## [PROBLEM STATEMENT]
Return an exact copy of the entries, skipping any picture you find.

Natural-language object grounding data
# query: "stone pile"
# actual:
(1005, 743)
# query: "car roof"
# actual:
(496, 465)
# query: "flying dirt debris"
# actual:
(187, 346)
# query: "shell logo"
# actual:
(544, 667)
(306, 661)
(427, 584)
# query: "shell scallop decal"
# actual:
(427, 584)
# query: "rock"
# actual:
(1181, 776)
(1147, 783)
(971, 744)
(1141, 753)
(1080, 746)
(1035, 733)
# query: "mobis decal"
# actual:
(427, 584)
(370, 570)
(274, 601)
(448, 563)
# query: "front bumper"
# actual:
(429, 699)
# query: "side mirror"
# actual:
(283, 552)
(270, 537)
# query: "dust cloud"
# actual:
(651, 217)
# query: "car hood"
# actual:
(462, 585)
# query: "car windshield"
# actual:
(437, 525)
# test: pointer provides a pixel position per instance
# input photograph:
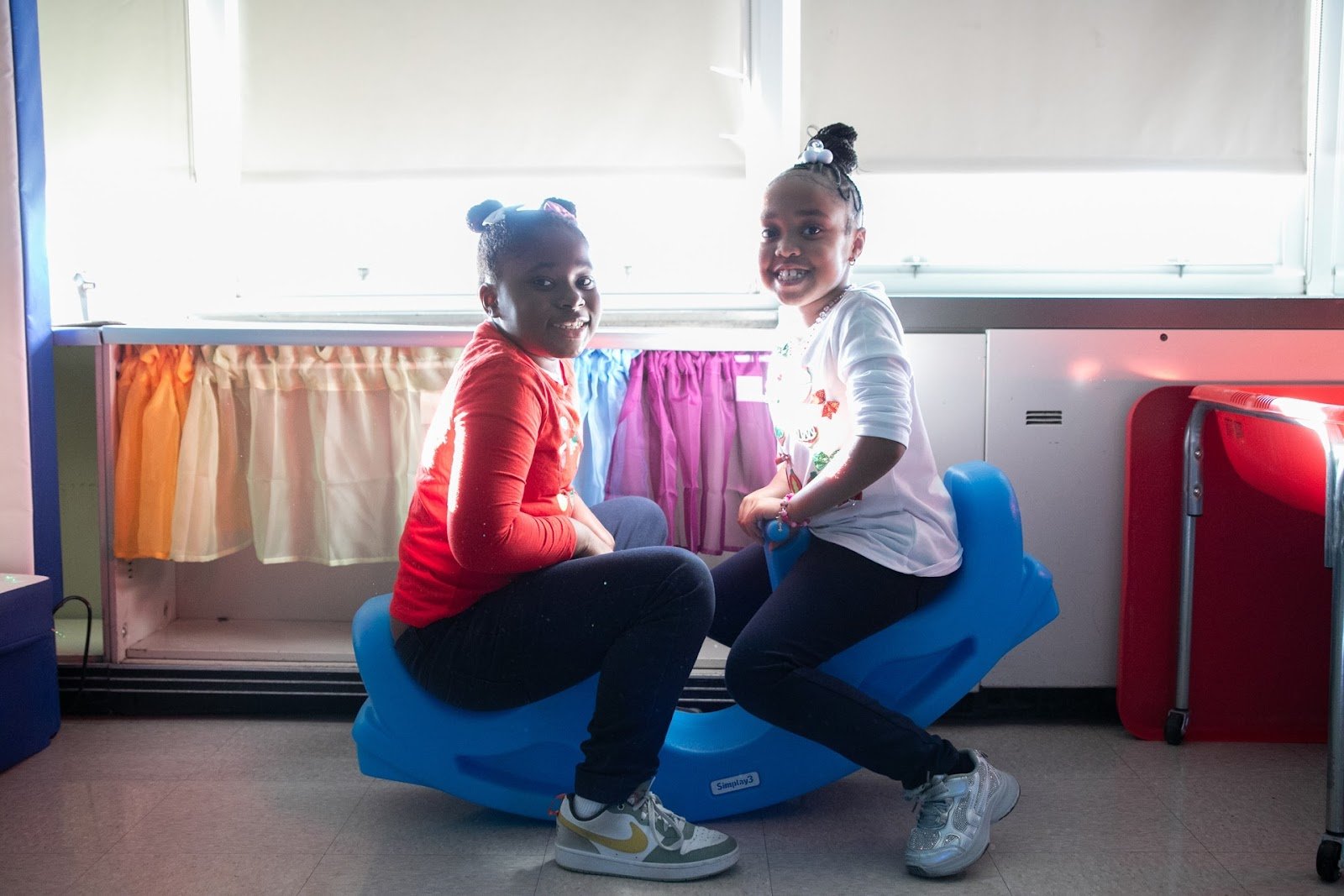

## [FINISHED TASK]
# query: "stone pile"
# actual:
(1005, 743)
# query: "car roof"
# actual:
(496, 465)
# query: "flying dirt debris"
# actual:
(187, 346)
# query: "shell logo"
# actual:
(544, 667)
(306, 661)
(427, 584)
# query: "shell scallop decal"
# actual:
(427, 584)
# query: "rock"
# actual:
(1181, 776)
(1147, 783)
(971, 744)
(1141, 753)
(1080, 746)
(1035, 733)
# query: "mobis decal"
# actual:
(427, 584)
(370, 570)
(274, 601)
(448, 563)
# query: "front bumper"
# actual:
(429, 699)
# query: "side mirror"
# actual:
(283, 552)
(270, 537)
# query: "dust cloud"
# actual:
(651, 217)
# query: "car hood"
# actual:
(462, 585)
# query: "car windshield"
# actual:
(437, 525)
# test: pointer provides a pixel position per instance
# input photograph:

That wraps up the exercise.